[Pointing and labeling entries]
== == ==
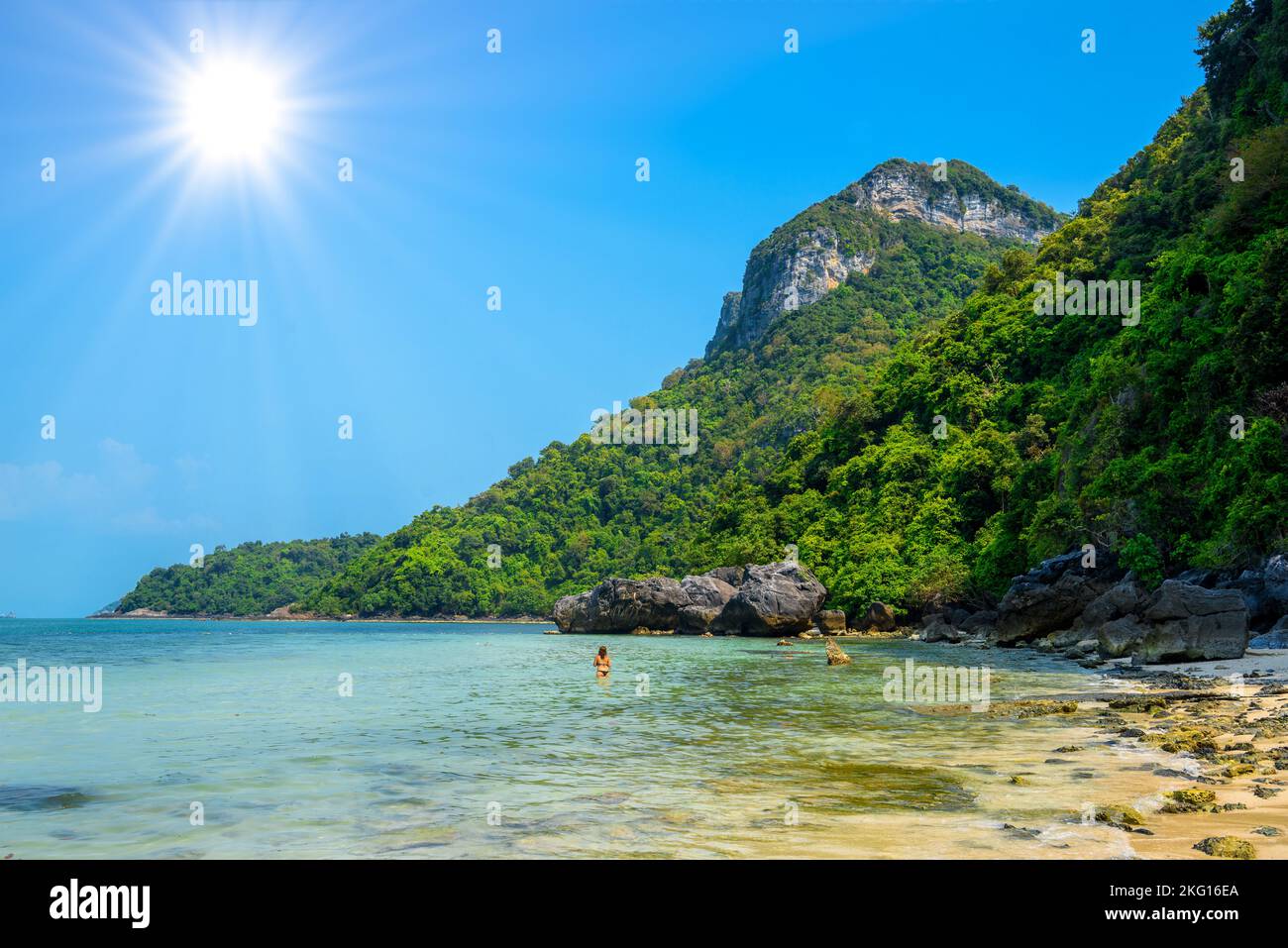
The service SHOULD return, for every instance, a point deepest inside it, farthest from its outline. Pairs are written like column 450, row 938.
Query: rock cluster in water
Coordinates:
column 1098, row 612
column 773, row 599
== == ==
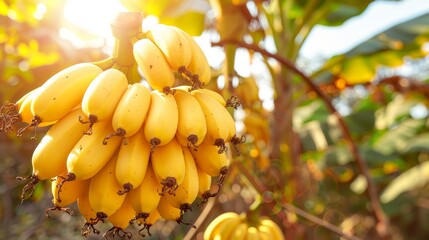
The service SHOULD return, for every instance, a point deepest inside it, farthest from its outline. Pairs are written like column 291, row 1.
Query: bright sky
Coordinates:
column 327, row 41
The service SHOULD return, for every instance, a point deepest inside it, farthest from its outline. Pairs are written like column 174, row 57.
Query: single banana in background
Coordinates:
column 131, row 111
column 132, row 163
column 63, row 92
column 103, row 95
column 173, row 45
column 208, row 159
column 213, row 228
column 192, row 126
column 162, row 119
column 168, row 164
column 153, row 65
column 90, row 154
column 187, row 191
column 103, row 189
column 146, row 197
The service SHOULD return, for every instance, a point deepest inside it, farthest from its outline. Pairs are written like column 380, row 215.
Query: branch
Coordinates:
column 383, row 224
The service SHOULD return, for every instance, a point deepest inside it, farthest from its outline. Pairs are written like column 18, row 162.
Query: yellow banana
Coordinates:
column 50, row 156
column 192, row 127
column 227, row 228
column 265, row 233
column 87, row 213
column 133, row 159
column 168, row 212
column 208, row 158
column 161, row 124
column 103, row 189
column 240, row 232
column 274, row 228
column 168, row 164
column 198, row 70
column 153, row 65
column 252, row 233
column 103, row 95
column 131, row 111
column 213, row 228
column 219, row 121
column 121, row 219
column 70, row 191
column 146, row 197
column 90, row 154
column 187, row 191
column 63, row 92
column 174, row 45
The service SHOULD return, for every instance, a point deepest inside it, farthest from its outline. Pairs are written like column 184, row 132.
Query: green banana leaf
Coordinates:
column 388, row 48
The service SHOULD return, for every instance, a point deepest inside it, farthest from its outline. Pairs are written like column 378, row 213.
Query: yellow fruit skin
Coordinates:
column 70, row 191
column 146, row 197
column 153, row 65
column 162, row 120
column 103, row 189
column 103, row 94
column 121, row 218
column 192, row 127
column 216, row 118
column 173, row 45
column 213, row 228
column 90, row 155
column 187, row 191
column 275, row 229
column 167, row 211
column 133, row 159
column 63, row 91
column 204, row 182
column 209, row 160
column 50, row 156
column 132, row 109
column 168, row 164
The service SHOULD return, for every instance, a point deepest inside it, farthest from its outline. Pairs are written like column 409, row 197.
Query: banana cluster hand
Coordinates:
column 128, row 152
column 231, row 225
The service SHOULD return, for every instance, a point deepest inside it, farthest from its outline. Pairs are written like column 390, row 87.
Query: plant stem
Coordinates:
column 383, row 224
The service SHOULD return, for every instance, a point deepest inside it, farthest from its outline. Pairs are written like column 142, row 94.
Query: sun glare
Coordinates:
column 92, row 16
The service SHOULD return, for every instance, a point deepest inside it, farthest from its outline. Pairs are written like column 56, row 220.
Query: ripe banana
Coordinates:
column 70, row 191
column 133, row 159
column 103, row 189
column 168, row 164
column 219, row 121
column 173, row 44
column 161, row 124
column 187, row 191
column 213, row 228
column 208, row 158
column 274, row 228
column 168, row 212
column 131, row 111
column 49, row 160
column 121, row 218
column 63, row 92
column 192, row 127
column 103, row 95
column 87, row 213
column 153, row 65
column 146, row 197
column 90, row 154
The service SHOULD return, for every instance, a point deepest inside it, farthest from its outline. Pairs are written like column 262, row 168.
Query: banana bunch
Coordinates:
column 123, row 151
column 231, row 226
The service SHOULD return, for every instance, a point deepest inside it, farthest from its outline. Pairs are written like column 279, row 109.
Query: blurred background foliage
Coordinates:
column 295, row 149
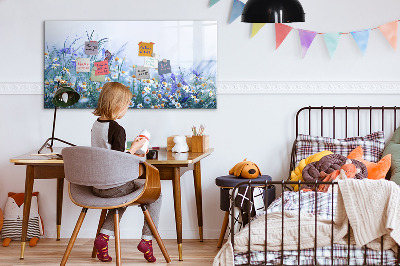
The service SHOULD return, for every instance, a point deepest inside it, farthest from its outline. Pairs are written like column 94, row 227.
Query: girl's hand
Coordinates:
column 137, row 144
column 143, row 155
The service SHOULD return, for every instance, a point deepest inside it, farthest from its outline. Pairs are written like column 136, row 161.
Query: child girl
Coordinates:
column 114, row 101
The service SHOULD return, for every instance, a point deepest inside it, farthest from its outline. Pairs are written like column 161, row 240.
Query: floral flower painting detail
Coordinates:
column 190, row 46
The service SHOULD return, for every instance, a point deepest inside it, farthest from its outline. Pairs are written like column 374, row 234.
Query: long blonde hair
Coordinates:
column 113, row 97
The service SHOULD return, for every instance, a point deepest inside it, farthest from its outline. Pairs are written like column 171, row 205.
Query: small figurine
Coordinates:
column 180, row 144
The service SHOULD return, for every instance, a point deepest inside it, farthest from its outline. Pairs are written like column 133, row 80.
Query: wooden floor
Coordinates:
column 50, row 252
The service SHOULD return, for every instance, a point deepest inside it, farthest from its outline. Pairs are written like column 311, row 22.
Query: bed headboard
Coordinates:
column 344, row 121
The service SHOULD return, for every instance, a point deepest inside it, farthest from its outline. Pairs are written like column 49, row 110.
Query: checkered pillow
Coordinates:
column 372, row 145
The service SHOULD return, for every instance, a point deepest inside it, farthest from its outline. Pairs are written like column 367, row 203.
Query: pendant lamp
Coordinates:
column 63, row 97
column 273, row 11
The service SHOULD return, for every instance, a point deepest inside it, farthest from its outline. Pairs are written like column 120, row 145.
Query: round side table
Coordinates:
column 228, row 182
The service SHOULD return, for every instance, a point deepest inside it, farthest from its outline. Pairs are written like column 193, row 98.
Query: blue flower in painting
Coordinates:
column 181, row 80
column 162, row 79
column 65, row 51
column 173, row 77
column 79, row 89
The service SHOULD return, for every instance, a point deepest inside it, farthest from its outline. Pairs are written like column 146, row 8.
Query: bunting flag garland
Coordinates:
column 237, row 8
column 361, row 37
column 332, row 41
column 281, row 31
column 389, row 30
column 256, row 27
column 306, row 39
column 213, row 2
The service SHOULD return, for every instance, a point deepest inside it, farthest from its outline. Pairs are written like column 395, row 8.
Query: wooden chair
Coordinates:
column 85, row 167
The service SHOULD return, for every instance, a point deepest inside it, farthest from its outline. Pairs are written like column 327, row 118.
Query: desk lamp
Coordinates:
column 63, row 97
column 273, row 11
== == ==
# Objective
Rewrite the part of the records that opens with the line containing "450, row 938." and closes with the line containing "column 773, row 599", swapping "water" for "sand" and leaving everything else unchanged.

# Finished exercise
The service SHOULD return, for every instance, a point deepest inside it, farthest from its outline. Pairs are written like column 450, row 938.
Query: rock cluster in sand
Coordinates:
column 1098, row 612
column 773, row 599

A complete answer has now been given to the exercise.